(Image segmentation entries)
____________

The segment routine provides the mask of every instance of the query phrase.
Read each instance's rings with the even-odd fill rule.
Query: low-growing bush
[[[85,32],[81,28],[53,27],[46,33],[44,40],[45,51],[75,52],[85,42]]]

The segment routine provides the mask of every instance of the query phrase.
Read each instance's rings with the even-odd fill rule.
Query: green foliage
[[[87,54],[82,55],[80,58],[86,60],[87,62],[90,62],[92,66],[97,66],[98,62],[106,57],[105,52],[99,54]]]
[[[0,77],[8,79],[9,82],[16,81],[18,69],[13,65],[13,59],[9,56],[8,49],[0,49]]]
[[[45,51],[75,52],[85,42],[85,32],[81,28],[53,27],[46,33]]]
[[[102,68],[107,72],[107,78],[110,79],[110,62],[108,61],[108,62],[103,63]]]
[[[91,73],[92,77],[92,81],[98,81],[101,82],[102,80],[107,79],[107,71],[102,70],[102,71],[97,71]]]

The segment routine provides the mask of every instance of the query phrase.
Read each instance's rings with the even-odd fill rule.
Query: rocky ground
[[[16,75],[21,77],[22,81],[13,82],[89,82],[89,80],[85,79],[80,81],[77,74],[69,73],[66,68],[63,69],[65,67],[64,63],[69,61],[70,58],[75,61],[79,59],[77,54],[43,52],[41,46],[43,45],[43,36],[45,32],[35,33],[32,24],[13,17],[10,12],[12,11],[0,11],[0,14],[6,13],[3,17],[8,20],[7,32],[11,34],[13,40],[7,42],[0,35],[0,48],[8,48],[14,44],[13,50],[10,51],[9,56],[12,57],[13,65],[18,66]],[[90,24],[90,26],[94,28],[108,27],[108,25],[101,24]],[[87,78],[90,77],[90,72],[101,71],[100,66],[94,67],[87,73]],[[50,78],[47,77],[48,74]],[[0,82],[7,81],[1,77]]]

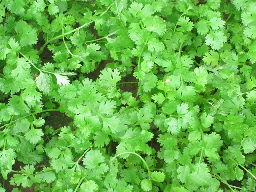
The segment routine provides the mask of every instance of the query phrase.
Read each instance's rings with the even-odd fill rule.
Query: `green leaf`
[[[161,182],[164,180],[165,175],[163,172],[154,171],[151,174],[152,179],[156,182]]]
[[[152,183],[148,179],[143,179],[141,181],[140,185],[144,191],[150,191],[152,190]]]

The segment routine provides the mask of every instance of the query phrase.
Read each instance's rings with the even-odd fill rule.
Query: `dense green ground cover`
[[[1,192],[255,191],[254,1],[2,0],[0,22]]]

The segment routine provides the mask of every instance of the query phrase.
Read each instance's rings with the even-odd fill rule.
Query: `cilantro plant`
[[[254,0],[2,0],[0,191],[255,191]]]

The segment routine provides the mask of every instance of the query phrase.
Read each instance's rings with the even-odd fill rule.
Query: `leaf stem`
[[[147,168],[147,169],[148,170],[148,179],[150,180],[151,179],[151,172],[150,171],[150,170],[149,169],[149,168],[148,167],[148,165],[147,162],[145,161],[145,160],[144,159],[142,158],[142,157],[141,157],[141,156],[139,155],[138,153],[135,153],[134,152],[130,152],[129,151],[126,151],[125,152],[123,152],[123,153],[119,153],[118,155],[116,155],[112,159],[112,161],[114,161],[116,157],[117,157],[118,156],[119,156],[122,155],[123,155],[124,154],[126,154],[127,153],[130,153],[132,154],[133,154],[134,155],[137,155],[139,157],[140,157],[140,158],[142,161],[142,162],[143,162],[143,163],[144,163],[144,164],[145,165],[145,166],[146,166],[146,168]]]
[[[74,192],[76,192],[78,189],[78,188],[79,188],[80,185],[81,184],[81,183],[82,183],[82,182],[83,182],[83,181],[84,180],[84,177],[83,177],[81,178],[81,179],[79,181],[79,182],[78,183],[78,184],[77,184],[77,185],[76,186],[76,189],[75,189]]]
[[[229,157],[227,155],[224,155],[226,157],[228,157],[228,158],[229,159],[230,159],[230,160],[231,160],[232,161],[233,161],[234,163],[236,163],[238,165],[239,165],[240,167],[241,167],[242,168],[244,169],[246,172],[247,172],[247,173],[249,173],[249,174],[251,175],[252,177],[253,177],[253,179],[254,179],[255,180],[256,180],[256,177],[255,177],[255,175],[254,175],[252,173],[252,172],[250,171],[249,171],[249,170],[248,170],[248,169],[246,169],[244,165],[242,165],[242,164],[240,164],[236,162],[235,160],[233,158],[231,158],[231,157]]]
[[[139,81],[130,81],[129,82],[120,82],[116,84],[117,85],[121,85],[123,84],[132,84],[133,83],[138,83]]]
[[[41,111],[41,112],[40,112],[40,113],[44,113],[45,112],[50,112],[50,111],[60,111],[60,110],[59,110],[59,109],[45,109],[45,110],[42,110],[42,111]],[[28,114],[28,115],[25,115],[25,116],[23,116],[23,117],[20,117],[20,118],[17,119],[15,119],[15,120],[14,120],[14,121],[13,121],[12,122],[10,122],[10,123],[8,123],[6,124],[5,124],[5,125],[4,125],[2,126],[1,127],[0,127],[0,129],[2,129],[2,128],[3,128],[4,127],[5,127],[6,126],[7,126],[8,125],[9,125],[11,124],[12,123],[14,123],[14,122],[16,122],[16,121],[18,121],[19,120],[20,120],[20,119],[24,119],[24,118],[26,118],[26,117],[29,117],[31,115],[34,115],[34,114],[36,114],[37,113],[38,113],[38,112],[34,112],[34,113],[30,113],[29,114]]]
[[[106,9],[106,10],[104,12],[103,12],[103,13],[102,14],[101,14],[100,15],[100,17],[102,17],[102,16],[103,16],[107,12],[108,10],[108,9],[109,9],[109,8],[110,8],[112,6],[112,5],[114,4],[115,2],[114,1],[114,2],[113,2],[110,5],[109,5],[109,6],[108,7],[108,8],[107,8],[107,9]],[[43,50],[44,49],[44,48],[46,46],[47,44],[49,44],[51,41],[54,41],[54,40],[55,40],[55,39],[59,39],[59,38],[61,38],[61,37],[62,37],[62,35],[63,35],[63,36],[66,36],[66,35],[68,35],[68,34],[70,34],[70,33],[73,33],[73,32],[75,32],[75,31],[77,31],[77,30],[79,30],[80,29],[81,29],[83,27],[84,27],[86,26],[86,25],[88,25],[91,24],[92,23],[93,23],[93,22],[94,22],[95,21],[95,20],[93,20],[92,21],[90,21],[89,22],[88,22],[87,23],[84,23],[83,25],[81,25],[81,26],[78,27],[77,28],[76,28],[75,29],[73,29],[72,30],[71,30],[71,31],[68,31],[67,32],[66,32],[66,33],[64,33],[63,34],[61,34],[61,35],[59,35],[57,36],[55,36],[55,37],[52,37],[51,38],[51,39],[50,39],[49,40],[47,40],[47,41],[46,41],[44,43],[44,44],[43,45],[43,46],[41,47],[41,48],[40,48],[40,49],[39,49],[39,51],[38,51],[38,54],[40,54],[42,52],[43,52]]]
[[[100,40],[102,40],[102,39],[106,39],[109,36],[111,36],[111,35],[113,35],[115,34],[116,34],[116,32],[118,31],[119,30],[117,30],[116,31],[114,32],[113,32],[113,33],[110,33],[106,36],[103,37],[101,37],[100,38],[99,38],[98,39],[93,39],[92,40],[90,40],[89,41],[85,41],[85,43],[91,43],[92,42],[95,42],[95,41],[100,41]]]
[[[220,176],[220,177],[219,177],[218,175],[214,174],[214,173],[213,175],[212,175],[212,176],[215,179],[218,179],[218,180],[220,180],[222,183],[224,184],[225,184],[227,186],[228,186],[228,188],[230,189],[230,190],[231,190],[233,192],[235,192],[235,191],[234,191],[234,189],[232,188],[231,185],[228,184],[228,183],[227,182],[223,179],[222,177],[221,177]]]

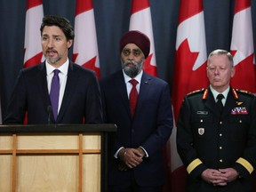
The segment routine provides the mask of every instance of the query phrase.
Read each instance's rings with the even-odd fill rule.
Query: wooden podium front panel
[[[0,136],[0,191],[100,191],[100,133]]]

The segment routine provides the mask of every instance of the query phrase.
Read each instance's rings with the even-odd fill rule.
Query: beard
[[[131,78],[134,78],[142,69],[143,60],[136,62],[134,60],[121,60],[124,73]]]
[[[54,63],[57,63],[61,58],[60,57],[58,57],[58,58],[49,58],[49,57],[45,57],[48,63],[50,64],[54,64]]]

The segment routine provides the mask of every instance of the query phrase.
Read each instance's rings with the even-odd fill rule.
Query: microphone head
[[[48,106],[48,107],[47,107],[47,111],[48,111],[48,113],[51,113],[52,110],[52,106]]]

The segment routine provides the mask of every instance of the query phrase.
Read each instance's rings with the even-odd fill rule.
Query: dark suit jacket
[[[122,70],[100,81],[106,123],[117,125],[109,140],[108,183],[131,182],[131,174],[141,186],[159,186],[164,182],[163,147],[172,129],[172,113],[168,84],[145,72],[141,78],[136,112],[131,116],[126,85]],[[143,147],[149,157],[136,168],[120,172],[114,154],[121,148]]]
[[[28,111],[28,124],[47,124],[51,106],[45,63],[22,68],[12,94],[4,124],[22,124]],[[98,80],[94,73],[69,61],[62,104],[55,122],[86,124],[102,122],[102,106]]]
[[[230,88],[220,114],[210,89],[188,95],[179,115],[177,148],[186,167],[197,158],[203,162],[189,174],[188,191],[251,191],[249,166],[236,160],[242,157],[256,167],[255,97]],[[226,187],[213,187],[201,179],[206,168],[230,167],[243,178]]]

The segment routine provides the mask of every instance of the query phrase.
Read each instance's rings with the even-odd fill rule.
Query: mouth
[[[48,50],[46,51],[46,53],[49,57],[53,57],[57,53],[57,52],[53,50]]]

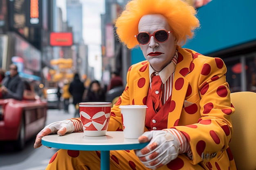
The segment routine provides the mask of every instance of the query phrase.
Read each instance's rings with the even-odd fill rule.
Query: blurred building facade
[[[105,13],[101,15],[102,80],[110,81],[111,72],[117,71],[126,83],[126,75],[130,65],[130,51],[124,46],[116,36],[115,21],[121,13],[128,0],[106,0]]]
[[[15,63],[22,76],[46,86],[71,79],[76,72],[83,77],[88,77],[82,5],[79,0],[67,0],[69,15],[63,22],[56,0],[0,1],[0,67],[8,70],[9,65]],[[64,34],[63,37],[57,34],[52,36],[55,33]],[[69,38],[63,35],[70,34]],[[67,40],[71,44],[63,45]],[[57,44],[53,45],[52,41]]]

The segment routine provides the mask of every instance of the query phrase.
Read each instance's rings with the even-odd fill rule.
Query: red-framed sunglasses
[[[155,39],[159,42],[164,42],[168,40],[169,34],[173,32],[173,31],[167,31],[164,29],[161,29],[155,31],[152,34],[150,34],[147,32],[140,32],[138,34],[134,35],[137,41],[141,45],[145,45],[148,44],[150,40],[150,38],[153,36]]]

____________

• [Brief]: Report every line in the material above that contains the string "green", matching case exactly. Copy each of those lines in full.

• [Result of this exercise]:
Query: green foliage
Query: `green leaf`
Query: `dense green ground cover`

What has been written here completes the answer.